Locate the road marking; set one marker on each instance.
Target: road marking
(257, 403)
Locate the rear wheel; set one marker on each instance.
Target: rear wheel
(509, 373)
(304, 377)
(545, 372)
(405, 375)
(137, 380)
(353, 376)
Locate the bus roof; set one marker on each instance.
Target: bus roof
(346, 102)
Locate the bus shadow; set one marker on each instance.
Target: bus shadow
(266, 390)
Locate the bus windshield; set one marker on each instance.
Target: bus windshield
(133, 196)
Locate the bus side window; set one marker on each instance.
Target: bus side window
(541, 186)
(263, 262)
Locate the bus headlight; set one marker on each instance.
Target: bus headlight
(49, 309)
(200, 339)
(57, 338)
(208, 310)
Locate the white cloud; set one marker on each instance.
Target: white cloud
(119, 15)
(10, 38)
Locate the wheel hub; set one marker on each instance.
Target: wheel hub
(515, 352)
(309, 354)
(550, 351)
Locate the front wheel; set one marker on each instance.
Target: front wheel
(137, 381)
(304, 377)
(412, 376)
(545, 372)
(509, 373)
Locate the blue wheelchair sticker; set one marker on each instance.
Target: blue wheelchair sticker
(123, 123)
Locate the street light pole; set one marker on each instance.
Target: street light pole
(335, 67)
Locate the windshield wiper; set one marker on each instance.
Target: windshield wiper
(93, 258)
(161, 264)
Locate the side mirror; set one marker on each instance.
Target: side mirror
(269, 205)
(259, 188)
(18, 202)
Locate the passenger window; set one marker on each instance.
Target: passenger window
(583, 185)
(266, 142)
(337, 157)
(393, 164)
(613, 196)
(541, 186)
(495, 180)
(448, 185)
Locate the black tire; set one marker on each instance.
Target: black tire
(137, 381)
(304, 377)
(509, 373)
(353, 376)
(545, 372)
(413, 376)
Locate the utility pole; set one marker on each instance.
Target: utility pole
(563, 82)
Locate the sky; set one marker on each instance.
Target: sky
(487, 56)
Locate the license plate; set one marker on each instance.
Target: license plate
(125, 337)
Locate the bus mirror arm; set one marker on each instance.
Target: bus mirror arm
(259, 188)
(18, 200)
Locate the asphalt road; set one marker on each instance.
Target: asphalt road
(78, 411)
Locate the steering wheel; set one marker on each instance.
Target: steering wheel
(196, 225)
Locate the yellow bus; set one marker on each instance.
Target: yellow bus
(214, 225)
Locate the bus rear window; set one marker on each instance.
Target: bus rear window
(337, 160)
-*-*-
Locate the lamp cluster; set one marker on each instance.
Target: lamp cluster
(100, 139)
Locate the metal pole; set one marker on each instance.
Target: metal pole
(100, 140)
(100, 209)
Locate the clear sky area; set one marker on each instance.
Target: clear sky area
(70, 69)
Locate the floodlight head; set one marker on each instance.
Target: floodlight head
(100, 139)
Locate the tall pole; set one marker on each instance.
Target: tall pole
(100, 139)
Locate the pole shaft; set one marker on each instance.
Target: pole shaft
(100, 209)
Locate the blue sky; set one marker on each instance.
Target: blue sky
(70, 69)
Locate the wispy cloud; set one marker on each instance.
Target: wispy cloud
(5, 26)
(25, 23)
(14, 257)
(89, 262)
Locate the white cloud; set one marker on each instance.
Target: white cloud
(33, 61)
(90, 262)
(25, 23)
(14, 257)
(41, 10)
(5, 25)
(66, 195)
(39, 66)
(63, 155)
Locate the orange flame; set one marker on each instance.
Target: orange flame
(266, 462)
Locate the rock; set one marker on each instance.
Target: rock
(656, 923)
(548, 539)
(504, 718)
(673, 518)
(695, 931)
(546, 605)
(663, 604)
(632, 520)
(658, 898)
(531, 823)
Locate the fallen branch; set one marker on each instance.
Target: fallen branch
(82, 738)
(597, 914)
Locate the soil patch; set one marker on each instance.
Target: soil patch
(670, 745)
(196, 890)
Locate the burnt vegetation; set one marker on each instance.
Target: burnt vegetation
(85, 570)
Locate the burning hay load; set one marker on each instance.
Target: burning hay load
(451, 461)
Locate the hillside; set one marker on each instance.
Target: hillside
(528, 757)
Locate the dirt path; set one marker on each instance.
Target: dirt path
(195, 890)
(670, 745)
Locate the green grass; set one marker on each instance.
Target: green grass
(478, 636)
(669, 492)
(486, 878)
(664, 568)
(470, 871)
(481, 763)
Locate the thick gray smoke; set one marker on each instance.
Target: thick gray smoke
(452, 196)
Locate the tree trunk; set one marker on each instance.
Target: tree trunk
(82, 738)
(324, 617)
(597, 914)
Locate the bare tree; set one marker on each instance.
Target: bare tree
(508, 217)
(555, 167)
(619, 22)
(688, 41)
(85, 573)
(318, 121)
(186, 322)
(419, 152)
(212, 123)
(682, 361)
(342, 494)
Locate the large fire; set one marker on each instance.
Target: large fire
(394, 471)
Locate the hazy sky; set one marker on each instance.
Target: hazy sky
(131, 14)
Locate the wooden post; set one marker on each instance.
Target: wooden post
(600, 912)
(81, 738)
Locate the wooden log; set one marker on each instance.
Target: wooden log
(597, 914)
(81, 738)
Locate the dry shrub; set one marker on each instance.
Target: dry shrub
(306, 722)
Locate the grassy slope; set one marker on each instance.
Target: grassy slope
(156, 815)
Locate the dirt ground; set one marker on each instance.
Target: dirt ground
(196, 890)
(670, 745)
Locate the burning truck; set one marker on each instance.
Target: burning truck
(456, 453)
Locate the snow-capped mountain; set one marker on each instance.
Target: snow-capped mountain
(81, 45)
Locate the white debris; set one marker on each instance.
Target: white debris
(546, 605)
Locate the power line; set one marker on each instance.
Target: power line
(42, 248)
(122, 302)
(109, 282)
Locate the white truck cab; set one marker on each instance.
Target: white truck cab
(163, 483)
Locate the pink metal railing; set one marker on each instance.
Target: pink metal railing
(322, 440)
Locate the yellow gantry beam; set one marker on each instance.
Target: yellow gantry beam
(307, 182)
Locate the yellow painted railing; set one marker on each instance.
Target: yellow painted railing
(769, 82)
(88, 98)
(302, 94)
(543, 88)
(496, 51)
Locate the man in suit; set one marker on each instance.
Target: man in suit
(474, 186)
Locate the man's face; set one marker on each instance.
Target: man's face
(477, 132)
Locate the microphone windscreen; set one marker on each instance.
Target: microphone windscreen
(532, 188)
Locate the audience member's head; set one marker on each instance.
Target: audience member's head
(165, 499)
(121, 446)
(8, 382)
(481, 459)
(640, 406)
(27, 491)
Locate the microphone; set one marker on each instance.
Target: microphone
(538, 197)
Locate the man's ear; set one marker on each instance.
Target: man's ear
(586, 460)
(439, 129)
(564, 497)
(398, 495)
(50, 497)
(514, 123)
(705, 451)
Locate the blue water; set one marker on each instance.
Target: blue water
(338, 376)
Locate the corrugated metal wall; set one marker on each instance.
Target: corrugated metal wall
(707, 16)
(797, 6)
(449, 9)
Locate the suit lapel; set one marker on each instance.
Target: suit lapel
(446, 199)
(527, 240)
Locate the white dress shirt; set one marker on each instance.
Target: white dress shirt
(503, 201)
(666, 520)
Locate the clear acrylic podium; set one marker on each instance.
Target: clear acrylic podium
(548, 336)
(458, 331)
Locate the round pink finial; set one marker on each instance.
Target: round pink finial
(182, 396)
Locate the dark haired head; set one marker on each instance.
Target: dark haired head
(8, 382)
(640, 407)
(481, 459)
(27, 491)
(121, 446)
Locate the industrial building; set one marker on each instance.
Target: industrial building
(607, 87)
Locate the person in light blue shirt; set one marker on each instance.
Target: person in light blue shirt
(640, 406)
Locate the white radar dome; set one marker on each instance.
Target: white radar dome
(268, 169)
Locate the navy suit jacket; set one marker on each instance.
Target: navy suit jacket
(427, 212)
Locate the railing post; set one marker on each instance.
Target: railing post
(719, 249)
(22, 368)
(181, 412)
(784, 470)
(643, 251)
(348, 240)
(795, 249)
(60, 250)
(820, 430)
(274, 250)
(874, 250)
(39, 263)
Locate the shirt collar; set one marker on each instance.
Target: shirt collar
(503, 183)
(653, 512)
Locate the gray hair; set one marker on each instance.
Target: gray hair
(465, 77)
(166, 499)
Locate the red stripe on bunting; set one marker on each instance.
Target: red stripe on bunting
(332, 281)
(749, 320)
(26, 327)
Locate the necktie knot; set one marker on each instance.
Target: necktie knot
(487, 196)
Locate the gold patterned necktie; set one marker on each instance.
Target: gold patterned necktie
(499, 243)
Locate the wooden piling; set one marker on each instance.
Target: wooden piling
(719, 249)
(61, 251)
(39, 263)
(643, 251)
-*-*-
** ASSIGNED TASK **
Out of the data above, transcribe exactly and only the lines starting with the line that has "Locate the metal" and going on through the line that has "Locate the wispy", both included.

** EXERCISE RESPONSE **
Locate the metal pole; set one marker on each instance.
Target: metal pole
(100, 140)
(100, 209)
Locate the clear sky area; set one marker on each instance.
Target: clear sky area
(70, 69)
Locate the floodlight head; set one marker on each instance.
Target: floodlight head
(100, 139)
Locate the tall pole; set one marker on each instance.
Target: tall pole
(100, 139)
Locate the pole shaft; set one marker on each instance.
Target: pole shaft
(100, 209)
Locate the blue sky; set one marker on each instance.
Target: blue sky
(70, 69)
Locate the wispy cloud; set one marker on each instance.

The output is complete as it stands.